## Directions
[a] Retype the article on preparing for a merger or acquisition word for word, from "NHN: When does" to "buy or sell?".
[b] Extend the article on preparing for a merger or acquisition, picking up right after its final sentence.

## Text block
----
How can my company best prepare for a merger or acquisition? – articleHow can my company best prepare for a merger or acquisition? – article
When it comes to mergers and acquisitions, working with the right financial analysis partner can make a critical difference in a company’s valuation. We got the inside scoop with Moss Adams Partner Gassen Mosbahi.
August 23, 2021
Sponsored by Moss Adams
When it comes to the natural products food and beverage industry, one thing is certain: 2020 did little to dampen activity. In fact, consumer enthusiasm for cooking at home did much to promote growth and even create opportunities for industry stalwarts and newcomers alike. As such, merger and acquisition opportunities have remained ever present. But in the fast pace of keeping up with supply and demand it can be hard for a company to keep up with financial know-how. That’s where Gassen Mosbahi, partner at Moss Adams, notes that when it comes to mergers and acquisitions, there’s a lot to consider. Whether you’re preparing for a sale, or looking to buy a company in the natural products space, Mosbahi, who typically works with companies making less than $250 million in terms of revenue, walks us through the importance of due diligence so that all parties clearly understand their respective opportunities and risks.
New Hope Network: What role does Moss Adams typically play when it comes to mergers and acquisitions?
Gassen Mosbahi: When it comes to mergers and acquisitions, our role is to assist private equity companies and strategic buyers through all phases of the acquisition process. We perform a “Quality of Earnings” (QoE) on either the buy-side or the sell-side. We work with strategic buyers or private equity firms when they want to acquire a company, and we provide financial due diligence services for companies wanting to go to market. It’s the same analysis on both sides. We look at initial deal analysis, financial and accounting due diligence, valuation, identification of synergies and integration. This includes analysis of recurring earnings and quality of earnings, analysis of key revenue and cost drivers, a critique of balance sheet exposure, input on closing deal structure and assessment of operating working capital needs.
NHN: When does a buyer or seller typically enlist the services of Moss Adams?
GM: When we represent the buyers, they come to us when they have already identified and signed a letter of intent and are starting their due diligence period. They have identified the company they want to buy and want to learn more. On the sale side, they come to us maybe three to four months before going to market. They usually come to us following a recommendation from an investment banker. Having a QoE can help sellers understand the risks and helps the bankers run a more efficient transaction. Information in our reports often can be helpful to fine tune the key inputs used in the valuation model. On either side, we might find that EBITDA is above or below what a buyer or seller thought.
HNH: Do you advise people to buy or sell?
----
## Supplied information
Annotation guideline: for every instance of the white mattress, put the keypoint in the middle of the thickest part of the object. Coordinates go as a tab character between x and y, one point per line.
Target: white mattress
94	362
----
## Results by task
[a]
NHN: When does a buyer or seller typically enlist the services of Moss Adams?
GM: When we represent the buyers, they come to us when they have already identified and signed a letter of intent and are starting their due diligence period. They have identified the company they want to buy and want to learn more. On the sale side, they come to us maybe three to four months before going to market. They usually come to us following a recommendation from an investment banker. Having a QoE can help sellers understand the risks and helps the bankers run a more efficient transaction. Information in our reports often can be helpful to fine tune the key inputs used in the valuation model. On either side, we might find that EBITDA is above or below what a buyer or seller thought.
HNH: Do you advise people to buy or sell?

[b]
GM: No, think of it more like when you want to buy a house, you hire a realtor. In this case, that’s the investment banker who will help you find the house. Once you find it, you come to me. I am the equivalent of the home inspector to help the buyer or seller become aware of certain actual and/or potential big issues or problems; that is my job. We don’t guarantee we’ll find everything, but it’s always best to have another set of eyes looking at things, someone who does this type of work on a regular basis and has a much better idea of where to look to spot a problem than many buyers or sellers do. A home inspector will never say “buy it” or “don’t buy it,” but rather, “I found a problem with the roof,” or “the pool foundation,” but they would never tell you to buy or not to buy, and they won’t guarantee they’ve found everything. We let the facts do the talking.
NHN: But can your work influence a transaction?
GM: Yes. Sometimes companies are hesitant to pay for a service they don’t understand, but the benefit of a financial analysis definitely outweighs the cost. Again, it’s like buying a house.
Bankers try to do an analysis, but at a very high level. They might identify one or two obvious items like a CEO salary that is too high, but they don’t do a deep dive of technical adjustments like we do. This is my job. I’ve done hundreds and hundreds of deals and I have a long list of potential adjustments that could be made, while a banker may only have three or four.
Our sale analysis could cost $75K, but then through our work, we might find an adjustment that improves EBITDA by $500K, which triggers an improvement in the value by $3-4 million. So, a project of $75K can give you additional value of $3-4 million. This type of situation isn’t guaranteed, but remember that the buyer and their due diligence team isn’t going to tell you that if they find it—why would they want to do that? The buyer is still going to do their own due diligence. Likewise, for a buyer, we may find that a company is not worth what it says it’s worth. Especially for sellers, this happens all the time because companies are not familiar with how to do a full analysis since it’s not their daily job. We find that when a company goes to market having done a QoE, they are significantly more prepared and know their worth.
NHN: What trends are you seeing in the current marketplace?
GM: Now as a natural products food and beverage company, adopting ecommerce into your model can assist with your growth goals. A lot of people are buying online. You can’t ignore this marketplace and your margins are generally higher when you do online versus going through a retailer. You can have more repeat business and you have customer email addresses and can reach out to them directly. An online strategy should be a part of any business plan if a company wants to grow. Companies with even a decent ecommerce platform tend to outperform those without one.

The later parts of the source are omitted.